■ **What you need to do**:
[1] In the text about Isaac, reproduce the passage from "Isaac is a 2014" up to and including "Africa Advisory Committee.", substituting "governing council" for "board".
[2] Condense the paragraph of the text about Isaac that begins "Since 2023, the Amahoro Coalition" into a short bulleted list, keeping its main facts.

■ **Extract provided**:
[Start of section]

In 2013, Isaac co-founded the Sino-Africa Center of Excellence (SACE), a foundation that aims to promote cooperation between China and Africa by generating insights and adding value in the areas of business development, trade and investments, and entrepreneurship, based in Nairobi, Kenya. In January 2015, SACE launched the Business Perception Index-Kenya which interviewed over 70 Chinese companies operating in Kenya after which they released report outlining the challenges the businesses were facing, the report featured in World Bank annual documents.

== Amahoro Coalition ==
In 2021, Isaac founded the Amahoro Coalition, an African-led NGO convening multi-sector actors across the continent to accelerate private sector leadership in driving sustainable market-based interventions that advance economic inclusion for displaced populations. Between 30 November and 2 December 2021, the Amahoro Coalition in partnership with UNHCR and in collaboration with the Government of Rwanda and Inkomoko, organized the first-ever Africa Private Sector Forum on Forced Displacement titled, "36 Million Solutions", in Kigali, Rwanda.

In 2022, the Amahoro Coalition in partnership with Ajira Digital Program, trained and mentored refugee population in Kenya about using digital platforms, where refugees from Dadaab and Kakuma camps learned to work online and deliver business solutions for the private sector in Kenya.

Since 2023, the Amahoro Coalition with its partners launched the Amahoro Fellowship Program, a 12-month program which gives forcibly displaced persons a platform to cultivate and disseminate their ideas on the world stage. The program also provides funding to the fellows. The Coalition hosted the second edition of the Africa Private Sector Forum on Forced Displacement in Accra, Ghana in November 2023.

== Other considerations ==
During COVID-19 pandemic, Isaac with Marcia Ashong, Ada Osakwe, and Ory Okolloh among others, formed the Africa Unusual Working Group which was working to find practical solutions to the rising COVID-19 cases on the Africa continent. One of the results, the group advised African leaders to lobby for foreign debt relief to deal with the economic and health issues arising from the COVID-19 pandemic.

Isaac is a 2014 ArchBishop Desmond Tutu Fellow. He serves on the board of Ashesi University. He is also a member of the Export-Import Bank of the United States 2023-2024 Advisory Committee and Sub-Saharan Africa Advisory Committee.

[End of section]

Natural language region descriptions

[Start of section]

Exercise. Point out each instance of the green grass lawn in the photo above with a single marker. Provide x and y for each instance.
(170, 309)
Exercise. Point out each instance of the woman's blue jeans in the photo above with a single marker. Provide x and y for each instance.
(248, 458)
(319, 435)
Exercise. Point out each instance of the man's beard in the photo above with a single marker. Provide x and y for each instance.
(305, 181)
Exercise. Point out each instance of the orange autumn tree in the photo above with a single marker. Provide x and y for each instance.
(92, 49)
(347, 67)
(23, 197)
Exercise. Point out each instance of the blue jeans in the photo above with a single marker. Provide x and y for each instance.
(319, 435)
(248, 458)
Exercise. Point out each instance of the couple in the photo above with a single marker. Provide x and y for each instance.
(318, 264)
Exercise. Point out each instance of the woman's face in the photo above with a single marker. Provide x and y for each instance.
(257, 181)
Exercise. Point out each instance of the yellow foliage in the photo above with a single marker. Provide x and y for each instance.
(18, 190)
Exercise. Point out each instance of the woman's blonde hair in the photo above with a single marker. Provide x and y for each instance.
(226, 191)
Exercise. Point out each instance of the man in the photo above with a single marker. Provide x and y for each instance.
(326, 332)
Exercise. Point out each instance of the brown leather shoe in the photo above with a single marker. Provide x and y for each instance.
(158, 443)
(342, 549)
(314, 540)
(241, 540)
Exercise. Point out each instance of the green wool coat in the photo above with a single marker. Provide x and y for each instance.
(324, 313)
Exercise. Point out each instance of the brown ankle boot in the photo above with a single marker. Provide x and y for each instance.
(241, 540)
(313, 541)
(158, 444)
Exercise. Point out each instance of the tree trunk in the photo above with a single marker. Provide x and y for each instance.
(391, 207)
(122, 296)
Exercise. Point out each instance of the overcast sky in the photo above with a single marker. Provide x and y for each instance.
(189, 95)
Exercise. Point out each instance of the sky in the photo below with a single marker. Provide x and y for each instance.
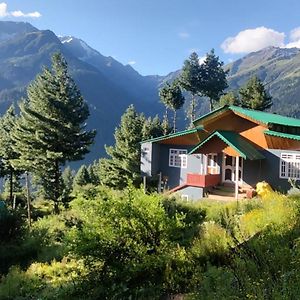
(156, 36)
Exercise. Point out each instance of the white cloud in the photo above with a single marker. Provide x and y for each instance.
(294, 39)
(3, 10)
(190, 51)
(184, 35)
(295, 44)
(202, 59)
(295, 34)
(17, 13)
(250, 40)
(131, 62)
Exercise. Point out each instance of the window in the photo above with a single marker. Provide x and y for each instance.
(212, 164)
(185, 197)
(178, 158)
(289, 165)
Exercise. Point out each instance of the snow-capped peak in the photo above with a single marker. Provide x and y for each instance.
(66, 39)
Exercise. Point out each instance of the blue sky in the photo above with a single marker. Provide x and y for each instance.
(155, 36)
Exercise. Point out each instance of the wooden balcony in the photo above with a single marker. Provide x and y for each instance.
(203, 180)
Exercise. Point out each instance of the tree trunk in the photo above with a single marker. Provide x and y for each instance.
(192, 111)
(28, 198)
(11, 186)
(56, 193)
(174, 120)
(211, 105)
(166, 121)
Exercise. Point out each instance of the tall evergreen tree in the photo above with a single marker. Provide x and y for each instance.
(153, 127)
(7, 153)
(173, 99)
(191, 80)
(214, 80)
(93, 174)
(51, 127)
(229, 98)
(82, 177)
(254, 96)
(124, 162)
(67, 179)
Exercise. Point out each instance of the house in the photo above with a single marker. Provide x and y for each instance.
(228, 146)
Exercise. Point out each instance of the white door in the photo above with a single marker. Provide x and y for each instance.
(229, 169)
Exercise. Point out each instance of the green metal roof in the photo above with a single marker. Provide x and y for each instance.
(220, 109)
(259, 116)
(236, 141)
(282, 135)
(265, 117)
(172, 135)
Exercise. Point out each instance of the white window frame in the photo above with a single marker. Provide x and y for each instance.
(212, 164)
(178, 158)
(289, 166)
(185, 197)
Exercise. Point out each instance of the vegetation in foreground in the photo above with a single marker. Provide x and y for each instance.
(129, 245)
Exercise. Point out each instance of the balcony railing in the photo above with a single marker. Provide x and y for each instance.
(203, 180)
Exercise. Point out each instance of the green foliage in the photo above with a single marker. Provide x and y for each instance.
(229, 98)
(129, 245)
(213, 78)
(82, 177)
(51, 128)
(207, 79)
(254, 96)
(191, 81)
(124, 161)
(153, 127)
(7, 152)
(57, 280)
(171, 96)
(11, 225)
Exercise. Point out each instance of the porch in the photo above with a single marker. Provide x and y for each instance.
(224, 153)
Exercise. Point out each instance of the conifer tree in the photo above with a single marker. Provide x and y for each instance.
(67, 179)
(124, 162)
(254, 96)
(229, 98)
(82, 177)
(153, 127)
(213, 79)
(93, 174)
(191, 81)
(51, 127)
(7, 153)
(172, 98)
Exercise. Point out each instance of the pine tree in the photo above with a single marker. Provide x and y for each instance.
(124, 162)
(172, 98)
(191, 81)
(153, 127)
(7, 153)
(214, 80)
(229, 98)
(67, 179)
(82, 177)
(51, 127)
(254, 96)
(93, 174)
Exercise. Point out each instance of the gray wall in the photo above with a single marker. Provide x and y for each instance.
(193, 193)
(267, 169)
(177, 176)
(146, 159)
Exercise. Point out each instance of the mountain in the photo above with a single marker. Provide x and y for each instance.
(109, 86)
(143, 87)
(26, 50)
(279, 69)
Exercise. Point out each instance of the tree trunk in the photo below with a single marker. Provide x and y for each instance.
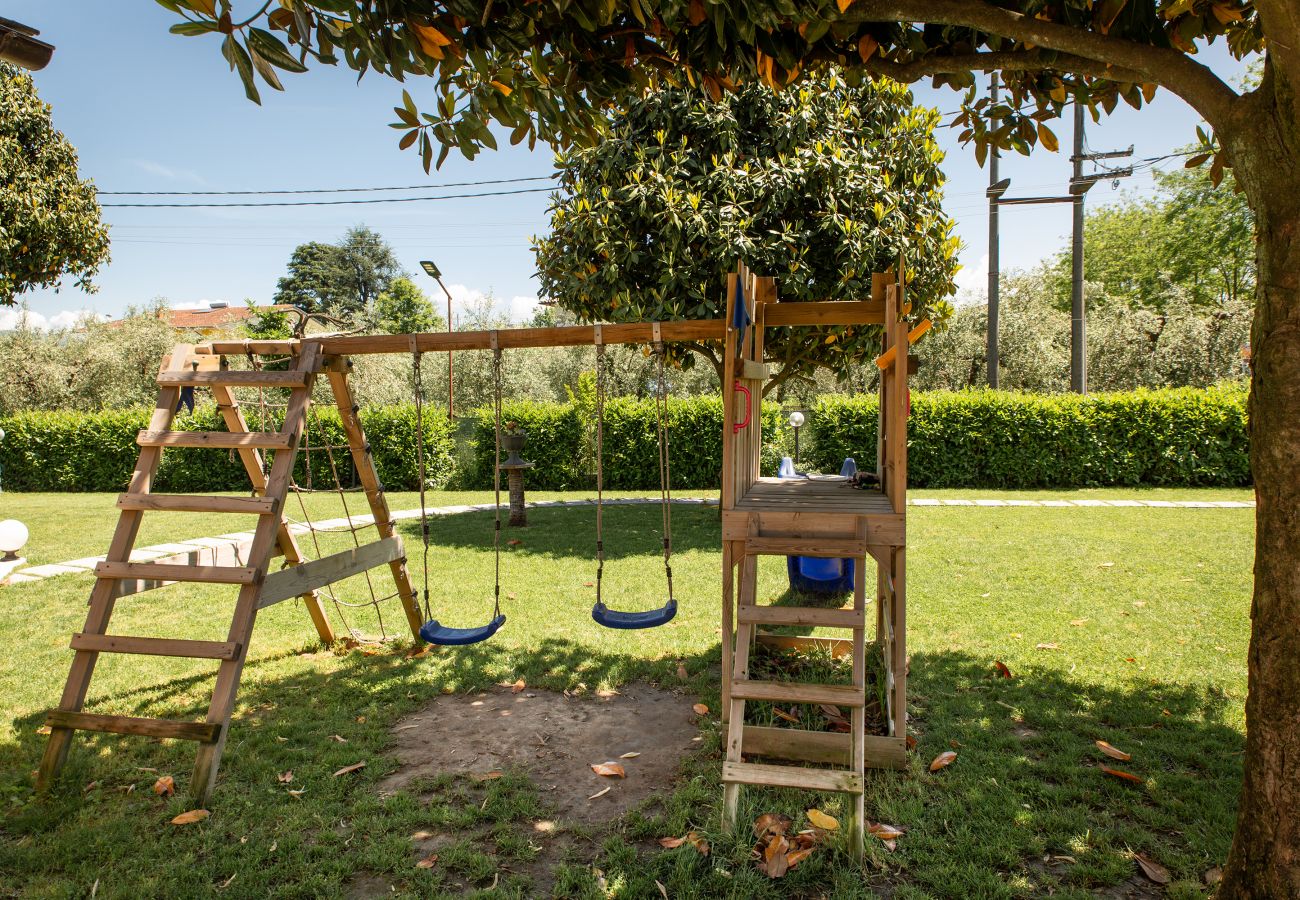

[End of section]

■ **Expected results**:
[1]
Isaac is a 2014 ArchBishop Desmond Tutu Fellow. He serves on the governing council of Ashesi University. He is also a member of the Export-Import Bank of the United States 2023-2024 Advisory Committee and Sub-Saharan Africa Advisory Committee.

[2]
- Since 2023, the Amahoro Coalition and its partners have run the Amahoro Fellowship Program.
- The 12-month program gives forcibly displaced persons a platform to cultivate and share their ideas on the world stage, and it funds the fellows.
- In November 2023, the Coalition hosted the second Africa Private Sector Forum on Forced Displacement in Accra, Ghana.